Goal of the exercise
Restate the whole of the material. Keep every word, and drop the pictures.

Supplied records
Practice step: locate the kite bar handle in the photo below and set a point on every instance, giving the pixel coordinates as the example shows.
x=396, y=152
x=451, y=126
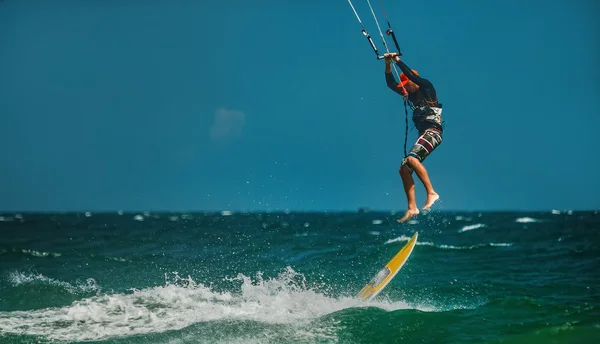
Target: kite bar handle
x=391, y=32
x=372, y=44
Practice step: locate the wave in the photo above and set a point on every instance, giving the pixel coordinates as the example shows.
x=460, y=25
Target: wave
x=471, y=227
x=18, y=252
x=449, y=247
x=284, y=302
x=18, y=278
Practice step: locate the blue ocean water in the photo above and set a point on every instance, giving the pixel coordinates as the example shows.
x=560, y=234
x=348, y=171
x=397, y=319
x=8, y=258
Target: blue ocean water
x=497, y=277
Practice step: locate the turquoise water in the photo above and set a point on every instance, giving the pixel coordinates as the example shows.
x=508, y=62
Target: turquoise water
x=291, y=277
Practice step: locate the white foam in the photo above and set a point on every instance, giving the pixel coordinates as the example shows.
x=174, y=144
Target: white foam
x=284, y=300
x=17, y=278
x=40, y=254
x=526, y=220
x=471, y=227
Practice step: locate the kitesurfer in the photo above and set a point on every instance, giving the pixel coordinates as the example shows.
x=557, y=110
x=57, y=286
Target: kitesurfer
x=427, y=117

Exercise output
Practice step: locate the kite bar handle in the photo below and set a point on every instance, giving the pixel coordinates as the example shows.
x=396, y=152
x=451, y=126
Target: kite bar handle
x=391, y=32
x=372, y=44
Practice step: locate the wave in the photo above and set a point on every instance, giving the pixel coordinates as the example shows.
x=460, y=25
Target: wave
x=471, y=227
x=18, y=252
x=449, y=247
x=284, y=302
x=18, y=278
Practice step: locate the blue ocean water in the photo above and set a point on every instance, giving the pixel coordinates as the example shows.
x=560, y=234
x=348, y=171
x=397, y=319
x=8, y=258
Target: blue ocean water
x=497, y=277
Practice step: locate the turquoise water in the photo above and set a point on every instance, giving the pixel coordinates as the example shows.
x=508, y=62
Target: turquoise water
x=291, y=277
Practice step: locate the white foam in the photo above and set a point on every instance, giving the pixel coordinates as the example shows.
x=174, y=144
Target: white foam
x=284, y=300
x=17, y=278
x=40, y=254
x=526, y=220
x=471, y=227
Practice step: locate the kitesurfer in the photo above and set a point on every instance, giving the pixel coordinates as the example shows.
x=557, y=110
x=57, y=286
Target: kitesurfer
x=427, y=117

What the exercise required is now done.